ACTIONS TO TAKE |
(1) In the judgment on the charter repair dispute, which clauses of the Charter did Mr. Knight and Mr. Lala refer to and argue on?
(2) Summarize the judgment on the charter repair dispute in two sentences.
(3) Continue the judgment on the charter repair dispute from the point where the text stops.

TEXT UNDER STUDY |
I do not find anything wrong in the above
findings including the finding that the Third Party “approved the course
of action
taken by the defendant including approval of the repairs carried out
by the plaintiff”. I agree with these findings which are
based on evidence
before the Magistrate and do not consider that they ought to be disturbed in any
way. The learned Magistrate was
in a better position than the appellate Court to
make the findings of fact having heard and seen the witnesses and having
observed
their demeanour in the witness box.
I am of the view that
there is a point of law involved in this case. There was no reference to any
case law on the issues in the lower
court. Bearing in mind the facts the crucial
factor which will decide as to who should be liable to pay for the repairs
depends entirely
on the interpretation which one gives to the clauses in the
Charter executed by the appellant and the first respondent and in particular
the
clauses to which reference was made by Mr. Knight and Mr. Lala and argued on;
they are clauses 5,10, 11, 12 and 18 and they read
as follows in so far as they
are material:
“5. The Charterers shall at their own expense maintain the vessel throughout the period of hiring in a thoroughly efficient state in hull, machinery and equipment (fair wear and tear only excepted) in accordance with good maintenance practice and shall make good all damage thereto other than damage resulting from fair wear and tear.....

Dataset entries
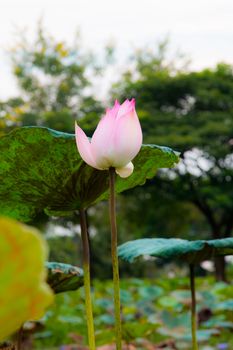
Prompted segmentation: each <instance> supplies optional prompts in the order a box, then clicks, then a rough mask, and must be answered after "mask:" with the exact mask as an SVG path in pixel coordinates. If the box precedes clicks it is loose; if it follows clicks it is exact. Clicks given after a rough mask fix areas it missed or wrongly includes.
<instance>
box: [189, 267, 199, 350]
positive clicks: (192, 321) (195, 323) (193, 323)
mask: <svg viewBox="0 0 233 350" xmlns="http://www.w3.org/2000/svg"><path fill="white" fill-rule="evenodd" d="M189 271H190V289H191V296H192V309H191V312H192V315H191V323H192V345H193V350H198V343H197V315H196V292H195V275H194V265H193V264H190V265H189Z"/></svg>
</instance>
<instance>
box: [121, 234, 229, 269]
mask: <svg viewBox="0 0 233 350" xmlns="http://www.w3.org/2000/svg"><path fill="white" fill-rule="evenodd" d="M118 255H119V257H121V258H123V259H125V260H127V261H130V262H132V261H133V260H134V259H135V258H137V257H139V256H142V255H149V256H155V257H157V258H160V259H182V260H183V261H185V262H187V263H189V264H198V263H199V262H200V261H203V260H208V259H211V258H213V257H214V256H217V255H233V238H225V239H216V240H210V241H204V240H203V241H199V240H197V241H187V240H184V239H175V238H174V239H172V238H170V239H163V238H154V239H153V238H151V239H146V238H145V239H138V240H135V241H131V242H127V243H124V244H123V245H121V246H120V247H119V248H118Z"/></svg>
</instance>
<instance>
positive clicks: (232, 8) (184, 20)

WRITTEN ANSWERS |
(1) Clauses 5, 10, 11, 12 and 18.

(2) The judge accepts the Magistrate's findings, including that the Third Party approved the defendant's course of action and the plaintiff's repairs, because the Magistrate saw and heard the witnesses and was better placed to find the facts. The judge also identifies a point of law: who must pay for the repairs depends entirely on how the Charter's clauses 5, 10, 11, 12 and 18 are read, and clause 5 requires the Charterers to maintain the vessel at their own expense and make good all damage other than fair wear and tear.

(3)
10. The Charterers shall have no authority to bind the owners by any contract whatsoever, including contracts for the carriage of goods or performance of services or for the repair, maintenance, provisioning or supply of the vessel, .....
11. The owners shall be under no liability whatsoever for any loss, damage or delay of whatsoever kind and whensoever arising or for any injury to or death of any person whomsoever, unless caused by personal want of due diligence on the part of the owners or their manager prior to delivery in making the vessel seaworthy and fitted for the charter service.
12. The Charterers shall indemnify the owners against all and any liabilities and claims of whatsoever nature and howsoever arising in connection with the vessel, including but not limited to any damages, fines, charges, taxes or other impositions salvage or general average for which the owners may incur liability or which may be claimed against the owners or imposed upon the vessel at any time during the period of hiring.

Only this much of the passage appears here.